Microsoft Does Their Share to Make Chatbots Smarter

Chatbots are like a new, popular toy that everyone must have, but once they are played with the glamor wears off and you realize they are not that great.   For lack of better terms, chatbots are dumb.  They have minimal comprehension and can only respond with canned phrases.  Chatbots are getting better because companies are investing in linguistic resources and sentimental analysis.  InfoQ tells us about Microsoft’s contributions to chatbots’ knowledge in, “Microsoft Releases Dialogue Dataset To Make Chatbots Smarter.”

The Microsoft company, Maluuba, released a new chatbot dialogue dataset about booking vacations with the hopes to make chatbots more intelligent.  Maluuba accomplished this task by having two humans communicate via a chatbox, no vocal dialogue was exchanged.  One human was trying to find the best price for a flight, while the other human who played chatbot used a database to find the information.  Travel-related chatbots are some of the dumber of the species, because travel planning requires a lot of details, content comprehension, and digesting multiple information sources.

Stored records:
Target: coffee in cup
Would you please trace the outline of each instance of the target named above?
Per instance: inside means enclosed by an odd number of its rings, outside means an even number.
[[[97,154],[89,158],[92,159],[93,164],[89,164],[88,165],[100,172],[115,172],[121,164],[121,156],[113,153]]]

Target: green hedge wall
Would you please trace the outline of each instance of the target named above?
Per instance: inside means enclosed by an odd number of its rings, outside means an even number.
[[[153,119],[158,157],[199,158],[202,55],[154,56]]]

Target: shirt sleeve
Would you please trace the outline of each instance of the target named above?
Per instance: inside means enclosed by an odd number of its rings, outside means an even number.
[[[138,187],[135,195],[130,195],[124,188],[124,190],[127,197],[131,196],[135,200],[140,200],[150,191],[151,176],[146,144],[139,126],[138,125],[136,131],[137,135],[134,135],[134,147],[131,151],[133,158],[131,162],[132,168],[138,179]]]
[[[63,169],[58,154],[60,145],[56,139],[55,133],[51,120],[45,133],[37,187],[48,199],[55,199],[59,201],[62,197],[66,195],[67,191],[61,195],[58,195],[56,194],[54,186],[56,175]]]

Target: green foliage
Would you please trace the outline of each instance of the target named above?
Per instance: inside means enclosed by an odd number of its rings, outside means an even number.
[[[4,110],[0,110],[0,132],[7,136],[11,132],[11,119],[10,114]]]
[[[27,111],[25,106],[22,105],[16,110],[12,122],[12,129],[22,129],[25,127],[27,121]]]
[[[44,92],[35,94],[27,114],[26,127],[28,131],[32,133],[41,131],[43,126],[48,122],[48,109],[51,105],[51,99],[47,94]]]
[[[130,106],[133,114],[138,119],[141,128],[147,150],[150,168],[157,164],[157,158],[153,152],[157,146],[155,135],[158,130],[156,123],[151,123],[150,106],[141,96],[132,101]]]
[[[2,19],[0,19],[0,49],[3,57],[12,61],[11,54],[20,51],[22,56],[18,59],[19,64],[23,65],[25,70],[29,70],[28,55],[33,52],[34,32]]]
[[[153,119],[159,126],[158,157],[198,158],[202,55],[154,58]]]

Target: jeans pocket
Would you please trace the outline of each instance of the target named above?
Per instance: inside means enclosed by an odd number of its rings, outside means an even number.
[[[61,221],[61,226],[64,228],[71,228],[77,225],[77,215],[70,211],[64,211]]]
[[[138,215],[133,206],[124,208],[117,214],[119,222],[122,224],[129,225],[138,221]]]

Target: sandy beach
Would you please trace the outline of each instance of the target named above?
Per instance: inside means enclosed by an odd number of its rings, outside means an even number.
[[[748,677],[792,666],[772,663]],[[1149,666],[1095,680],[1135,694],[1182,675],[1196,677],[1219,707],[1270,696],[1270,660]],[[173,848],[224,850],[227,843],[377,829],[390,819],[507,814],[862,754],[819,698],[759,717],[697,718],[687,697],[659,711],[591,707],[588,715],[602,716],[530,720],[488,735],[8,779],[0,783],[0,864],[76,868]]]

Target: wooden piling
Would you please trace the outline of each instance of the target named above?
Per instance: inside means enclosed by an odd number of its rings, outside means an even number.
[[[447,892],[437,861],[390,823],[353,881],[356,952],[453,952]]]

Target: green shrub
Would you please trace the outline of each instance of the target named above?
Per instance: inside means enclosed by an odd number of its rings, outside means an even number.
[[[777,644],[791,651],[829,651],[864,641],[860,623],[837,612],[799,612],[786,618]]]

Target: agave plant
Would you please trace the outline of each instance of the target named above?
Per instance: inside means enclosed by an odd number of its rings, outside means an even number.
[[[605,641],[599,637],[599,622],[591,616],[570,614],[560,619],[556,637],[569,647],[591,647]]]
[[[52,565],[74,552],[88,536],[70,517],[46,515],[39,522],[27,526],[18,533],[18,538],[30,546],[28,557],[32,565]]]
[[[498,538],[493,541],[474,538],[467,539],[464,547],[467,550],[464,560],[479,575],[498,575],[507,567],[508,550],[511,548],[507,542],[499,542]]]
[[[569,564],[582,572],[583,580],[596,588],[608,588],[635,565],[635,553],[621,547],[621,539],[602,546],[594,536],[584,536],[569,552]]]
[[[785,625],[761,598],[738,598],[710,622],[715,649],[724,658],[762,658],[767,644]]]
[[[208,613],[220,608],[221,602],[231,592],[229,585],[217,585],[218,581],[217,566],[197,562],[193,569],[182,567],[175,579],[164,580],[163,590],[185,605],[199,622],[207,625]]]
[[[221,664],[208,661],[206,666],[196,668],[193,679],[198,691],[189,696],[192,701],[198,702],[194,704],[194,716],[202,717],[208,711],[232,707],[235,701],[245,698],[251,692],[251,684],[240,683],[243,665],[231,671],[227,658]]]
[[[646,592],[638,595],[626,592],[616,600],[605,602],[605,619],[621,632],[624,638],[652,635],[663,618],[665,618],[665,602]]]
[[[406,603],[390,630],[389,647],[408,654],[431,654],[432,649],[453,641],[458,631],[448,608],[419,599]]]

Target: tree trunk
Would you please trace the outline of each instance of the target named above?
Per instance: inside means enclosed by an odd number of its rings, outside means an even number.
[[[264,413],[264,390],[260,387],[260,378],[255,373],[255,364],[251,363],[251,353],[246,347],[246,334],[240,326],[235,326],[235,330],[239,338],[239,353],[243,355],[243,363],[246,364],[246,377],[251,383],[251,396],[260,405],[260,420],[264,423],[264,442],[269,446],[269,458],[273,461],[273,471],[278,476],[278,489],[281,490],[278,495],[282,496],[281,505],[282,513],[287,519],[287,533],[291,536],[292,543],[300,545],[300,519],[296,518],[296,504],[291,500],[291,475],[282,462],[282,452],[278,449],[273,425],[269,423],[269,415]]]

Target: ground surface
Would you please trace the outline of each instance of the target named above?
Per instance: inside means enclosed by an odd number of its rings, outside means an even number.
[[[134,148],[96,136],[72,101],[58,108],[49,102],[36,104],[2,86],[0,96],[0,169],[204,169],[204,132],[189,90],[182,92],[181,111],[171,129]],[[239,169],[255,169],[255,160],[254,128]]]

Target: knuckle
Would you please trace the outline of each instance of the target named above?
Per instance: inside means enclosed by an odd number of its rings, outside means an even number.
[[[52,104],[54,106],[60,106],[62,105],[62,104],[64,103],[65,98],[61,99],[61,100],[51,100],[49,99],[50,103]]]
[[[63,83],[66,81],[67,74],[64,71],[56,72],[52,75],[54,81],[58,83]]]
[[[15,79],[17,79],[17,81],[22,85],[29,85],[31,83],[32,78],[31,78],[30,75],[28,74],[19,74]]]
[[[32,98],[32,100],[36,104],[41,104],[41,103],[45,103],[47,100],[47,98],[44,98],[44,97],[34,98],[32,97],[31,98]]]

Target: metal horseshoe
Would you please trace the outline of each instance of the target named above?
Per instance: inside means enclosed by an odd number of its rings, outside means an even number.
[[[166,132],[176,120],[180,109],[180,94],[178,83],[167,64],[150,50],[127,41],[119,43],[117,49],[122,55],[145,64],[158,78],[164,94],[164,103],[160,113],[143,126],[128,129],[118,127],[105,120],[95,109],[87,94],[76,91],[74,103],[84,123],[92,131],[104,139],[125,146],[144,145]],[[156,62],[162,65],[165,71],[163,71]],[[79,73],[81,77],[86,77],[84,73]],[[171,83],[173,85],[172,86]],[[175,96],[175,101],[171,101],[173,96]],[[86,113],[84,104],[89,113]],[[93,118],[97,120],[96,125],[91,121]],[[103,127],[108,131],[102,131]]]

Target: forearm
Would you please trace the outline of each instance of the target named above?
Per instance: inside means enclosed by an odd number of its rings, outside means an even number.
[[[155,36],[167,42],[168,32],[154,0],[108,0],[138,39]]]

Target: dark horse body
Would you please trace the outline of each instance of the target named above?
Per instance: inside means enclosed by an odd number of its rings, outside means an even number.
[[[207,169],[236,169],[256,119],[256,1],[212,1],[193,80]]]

• WORK ITEM A: In the article about Microsoft's chatbot dataset, what subject does the dialogue dataset released by Maluuba cover?
• WORK ITEM B: Translate this sentence from the article about Microsoft's chatbot dataset into Spanish: "They have minimal comprehension and can only respond with canned phrases."
• WORK ITEM C: Write the next part of the article about Microsoft's chatbot dataset, picking up after its final sentence.

• WRITTEN ANSWER A: Booking vacations.

• WRITTEN ANSWER B: Tienen una comprensión mínima y solo pueden responder con frases predefinidas.

• WRITTEN ANSWER C:
What makes travel planning more difficult is that users often change the topic of their conversation. Simultaneously you might discuss your plan to go to Waterloo, Montreal, and Toronto. We humans have no trouble with keeping apart different plans people make while talking. Unfortunately, If users explore multiple options before booking, computers tend to run into problems. Most chatbots forget everything you talked about when you suddenly enter a new destination.

Maluuba’s dataset is like enrolling a chatbot in a travel agent course and it will benefit anyone interested in a travel planning chatbot.  Maluuba is one of many companies, not just Microsoft owned, that are sharing their own expertise and building specific chatbot datasets.  One such company is Bitext, but their expertise lies in a number of languages they can teach a chatbot.